***** Text for analysis

Although the word ‘great’ is thrown around too much, it could never be used enough when talking about Steve Harris.

Harris was not only a great player, but even more importantly, a great human being. There isn't anyone anywhere who didn’t like him.

The soft-spoken Harris, who played at Tulsa from 1981-1985, was as good as any Golden Hurricane player to put on a TU uniform. Certainly, he was the best shooter. He is the last first-round NBA pick from TU, and was the third of six TU players to have their jersey number retired.

There were a few players in college history that could be considered better, but the list isn’t long. Bird, Magic and Alcindor are three that come to mind.

Even Michael Jordan, perhaps the greatest pro basketball player of all time, may not have been better in college. The only time Harris and Jordan met in college, Harris outplayed Jordan and Tulsa won 84-74 at ORU’s Mabee Center when both players were sophomores.

Nicknamed “Silk”, Harris had a style that could not be confused with any other player. If you saw Harris playing, you knew it was him.

Harris wasn’t a long-range bomber, but wasn’t an inside player, either. The 6-foot-5 Harris was a mid-range shooter who seemingly was moving forward most of the time while shooting, often levitating over defenders. Most of his shots came from the eight to 18-foot range.

Harris was such a good shooter that fans literally were surprised whenever he missed a shot.

In the age before three-pointers, Harris actually did play 18 games as a sophomore with the three-point line in conference play. He made four three’s that year.

When paired with Ricky Ross in the backcourt in the 1983-84 season, after Ross moved to point guard, the two formed arguably the best guard combo in TU history. And it led to one of the greatest seasons in TU history, as the top-20 ranked Golden Hurricane finished 27-4.

Harris was good immediately, averaging in double figures his first year coming off the bench for a top-20 team that returned the nucleus of the NIT Championship 1981 squad under coach Nolan Richardson.

Amazingly, he wasn’t even highly recruited. Perhaps it was because he didn’t fit the mold. He was a bit frail looking as a freshman, as he entered college as only a 17-year-old. He was quiet.

But it didn’t take TU assistant coach Andy Stoglin long to figure out how good Harris was.

The story goes that Stoglin, upon seeing Harris warm up on a recruiting trip to Blue Springs, Missouri, immediately told Richardson that TU had to have Harris.

His college roommate was Vince Williams, another equally soft-spoken and genuinely kind human being. Williams was a terrific defensive player, and like Harris, was from the Kansas City area from the same recruiting class.

**********
***** Information shown

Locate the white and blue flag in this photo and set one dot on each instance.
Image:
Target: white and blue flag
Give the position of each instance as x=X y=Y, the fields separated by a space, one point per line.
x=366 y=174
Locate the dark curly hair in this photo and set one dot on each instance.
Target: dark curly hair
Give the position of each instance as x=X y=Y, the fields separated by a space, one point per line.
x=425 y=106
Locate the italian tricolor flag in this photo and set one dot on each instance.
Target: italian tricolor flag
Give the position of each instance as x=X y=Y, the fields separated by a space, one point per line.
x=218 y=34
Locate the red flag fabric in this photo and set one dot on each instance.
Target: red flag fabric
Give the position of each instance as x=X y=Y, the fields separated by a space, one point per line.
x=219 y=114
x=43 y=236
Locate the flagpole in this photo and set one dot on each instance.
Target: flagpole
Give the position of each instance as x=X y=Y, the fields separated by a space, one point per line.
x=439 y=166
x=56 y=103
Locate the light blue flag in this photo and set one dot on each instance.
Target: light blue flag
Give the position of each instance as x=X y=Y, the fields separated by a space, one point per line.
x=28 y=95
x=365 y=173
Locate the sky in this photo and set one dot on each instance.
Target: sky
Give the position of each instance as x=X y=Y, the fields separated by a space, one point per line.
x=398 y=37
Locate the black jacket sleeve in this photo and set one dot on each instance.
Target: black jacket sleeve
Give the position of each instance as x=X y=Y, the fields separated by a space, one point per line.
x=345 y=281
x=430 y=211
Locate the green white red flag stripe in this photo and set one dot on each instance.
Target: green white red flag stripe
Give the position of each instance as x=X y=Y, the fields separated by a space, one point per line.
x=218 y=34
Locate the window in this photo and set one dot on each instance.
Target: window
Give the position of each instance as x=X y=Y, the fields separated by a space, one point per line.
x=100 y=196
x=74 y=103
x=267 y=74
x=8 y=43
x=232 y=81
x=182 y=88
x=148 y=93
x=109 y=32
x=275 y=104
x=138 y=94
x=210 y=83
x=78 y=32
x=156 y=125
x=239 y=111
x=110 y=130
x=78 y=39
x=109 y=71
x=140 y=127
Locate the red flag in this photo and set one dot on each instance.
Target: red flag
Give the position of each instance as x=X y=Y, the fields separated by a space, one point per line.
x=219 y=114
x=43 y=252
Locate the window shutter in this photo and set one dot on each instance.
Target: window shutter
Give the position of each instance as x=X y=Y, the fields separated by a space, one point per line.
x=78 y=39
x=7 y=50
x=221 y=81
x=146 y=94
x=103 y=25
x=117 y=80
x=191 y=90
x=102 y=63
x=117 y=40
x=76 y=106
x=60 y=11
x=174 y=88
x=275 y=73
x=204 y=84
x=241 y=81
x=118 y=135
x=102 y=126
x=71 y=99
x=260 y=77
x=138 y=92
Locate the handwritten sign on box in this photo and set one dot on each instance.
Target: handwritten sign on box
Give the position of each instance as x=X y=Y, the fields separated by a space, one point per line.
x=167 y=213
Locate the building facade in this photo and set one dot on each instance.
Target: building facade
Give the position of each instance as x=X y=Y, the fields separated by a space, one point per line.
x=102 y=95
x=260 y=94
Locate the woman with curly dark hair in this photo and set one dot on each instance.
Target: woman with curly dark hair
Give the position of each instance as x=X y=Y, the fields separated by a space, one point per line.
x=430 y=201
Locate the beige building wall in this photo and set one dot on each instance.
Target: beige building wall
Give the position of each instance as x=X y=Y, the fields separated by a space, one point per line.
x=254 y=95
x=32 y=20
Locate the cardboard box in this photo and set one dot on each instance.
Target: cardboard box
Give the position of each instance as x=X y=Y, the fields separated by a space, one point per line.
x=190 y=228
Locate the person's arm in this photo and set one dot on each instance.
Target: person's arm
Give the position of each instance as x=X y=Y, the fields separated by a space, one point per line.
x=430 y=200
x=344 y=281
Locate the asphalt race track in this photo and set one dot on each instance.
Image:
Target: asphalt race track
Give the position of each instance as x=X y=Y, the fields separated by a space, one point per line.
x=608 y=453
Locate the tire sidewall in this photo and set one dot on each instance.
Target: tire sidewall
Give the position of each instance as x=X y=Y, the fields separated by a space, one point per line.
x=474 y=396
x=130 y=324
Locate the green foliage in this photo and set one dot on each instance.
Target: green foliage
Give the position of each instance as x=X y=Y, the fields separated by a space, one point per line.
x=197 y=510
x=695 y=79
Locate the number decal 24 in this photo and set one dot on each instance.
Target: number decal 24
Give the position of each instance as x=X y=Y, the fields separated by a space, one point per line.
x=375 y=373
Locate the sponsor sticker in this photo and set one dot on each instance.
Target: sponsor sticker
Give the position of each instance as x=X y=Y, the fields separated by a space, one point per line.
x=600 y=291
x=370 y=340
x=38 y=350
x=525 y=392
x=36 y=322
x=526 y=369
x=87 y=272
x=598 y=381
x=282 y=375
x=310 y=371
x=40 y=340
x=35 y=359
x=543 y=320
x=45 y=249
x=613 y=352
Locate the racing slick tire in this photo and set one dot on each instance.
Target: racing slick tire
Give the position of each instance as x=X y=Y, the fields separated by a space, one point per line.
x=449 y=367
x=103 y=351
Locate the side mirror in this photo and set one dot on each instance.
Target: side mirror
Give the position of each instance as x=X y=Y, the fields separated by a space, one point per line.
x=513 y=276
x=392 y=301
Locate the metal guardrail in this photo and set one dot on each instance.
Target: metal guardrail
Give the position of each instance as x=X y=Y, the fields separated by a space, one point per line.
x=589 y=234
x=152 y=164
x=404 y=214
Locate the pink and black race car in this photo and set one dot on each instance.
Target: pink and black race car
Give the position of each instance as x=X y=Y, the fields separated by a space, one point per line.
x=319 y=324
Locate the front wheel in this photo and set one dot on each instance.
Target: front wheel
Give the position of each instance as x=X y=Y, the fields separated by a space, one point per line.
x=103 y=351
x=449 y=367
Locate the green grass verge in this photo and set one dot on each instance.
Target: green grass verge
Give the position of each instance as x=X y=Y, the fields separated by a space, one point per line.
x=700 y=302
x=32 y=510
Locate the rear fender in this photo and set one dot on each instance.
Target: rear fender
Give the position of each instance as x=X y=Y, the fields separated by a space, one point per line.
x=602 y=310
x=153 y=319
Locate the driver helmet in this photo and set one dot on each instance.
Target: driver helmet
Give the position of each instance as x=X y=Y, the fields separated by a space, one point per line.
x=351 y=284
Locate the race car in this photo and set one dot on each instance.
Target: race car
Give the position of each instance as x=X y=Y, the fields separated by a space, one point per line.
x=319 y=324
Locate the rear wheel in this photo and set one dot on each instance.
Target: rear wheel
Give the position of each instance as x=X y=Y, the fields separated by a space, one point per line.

**********

▸ **Required actions**:
1. Edit the Steve Harris piece from "Harris wasn’t a" to "to 18-foot range.", putting "opponents" in place of "defenders".
2. Pick up the Steve Harris piece after its final sentence and carry it on.
These records have nothing to do with what you are asked here.

▸ **Results for each task**:
1.
Harris wasn’t a long-range bomber, but wasn’t an inside player, either. The 6-foot-5 Harris was a mid-range shooter who seemingly was moving forward most of the time while shooting, often levitating over opponents. Most of his shots came from the eight to 18-foot range.

2.
Williams and Harris are now reunited, as Williams passed away at age 38 after living for over a decade after a heart transplant.

At Tulsa, Harris got better every year, finishing as Tulsa’s all-time leading scorer with 2,272 points. He is still second on the list, 16 points behind current TU assistant Shea Seals. He still ranks 2nd in steals with 271 -- just 28 behind Eric Coley.

He has a career scoring average of 18.6 points, including 23.6 in his senior season where he shot 54.7 percent from the field.

One of the funny memories I have of Harris was at the old Mabee Gym at TU. I was with some friends playing on one court, and across the gym I saw this left-handed player draining every shot he took. I couldn’t tell who he was, since his back was to me.

It didn't take long until I realized it was Harris. He was working on his left-handed shot. Truly amazing.

Drafted by the Houston Rockets, Harris played in the NBA finals his first season on a loaded team, and never really got the chance he deserved in five NBA seasons. Still, he averaged seven points per game in only 13.7 minutes per game over his NBA career.

Watching him score 22 and 18 points in two games against the then mighty Boston Celtics in his second season was proof he could have been an NBA standout if given the chance.

It was touching for the TU players to wear a patch of his #20 on their uniforms Tuesday night, in Tulsa’s smashing win over Temple, to commemorate the 52-year-old Harris’ passing from colon cancer the day before.

Even in his last days, he was touching lives.

For those who knew him, knew of him, or saw him play, they all know he was one-of-a-kind.